**Provided data**
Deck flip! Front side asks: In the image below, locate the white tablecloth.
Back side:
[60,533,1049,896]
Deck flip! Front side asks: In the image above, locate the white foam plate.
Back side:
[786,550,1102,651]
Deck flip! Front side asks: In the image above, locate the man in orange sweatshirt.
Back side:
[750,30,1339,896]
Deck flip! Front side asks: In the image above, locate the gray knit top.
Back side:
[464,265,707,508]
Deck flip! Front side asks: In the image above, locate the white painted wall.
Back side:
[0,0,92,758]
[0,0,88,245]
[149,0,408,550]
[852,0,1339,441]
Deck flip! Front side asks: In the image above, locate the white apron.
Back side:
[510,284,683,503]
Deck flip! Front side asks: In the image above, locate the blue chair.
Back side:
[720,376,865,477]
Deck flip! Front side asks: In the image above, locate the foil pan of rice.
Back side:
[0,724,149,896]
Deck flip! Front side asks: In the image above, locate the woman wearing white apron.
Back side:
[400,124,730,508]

**Aim**
Repeat the entries above word for word, beginning at the start of the entries and ending with the line containing "[464,265,707,508]", both ends included.

**Result**
Deck flip! Front side asks: In the image below, locate the white tablecloth.
Back side:
[60,533,1049,896]
Deck flip! Front side asks: In the image above, locate the white foam plate.
Back side:
[786,550,1102,651]
Deck flip! Front side asks: In the image above, locate the man in orange sweatshirt.
Back side:
[750,30,1339,896]
Deck flip! Front side asks: In the image above, locate the gray knit top.
Back side:
[464,265,707,508]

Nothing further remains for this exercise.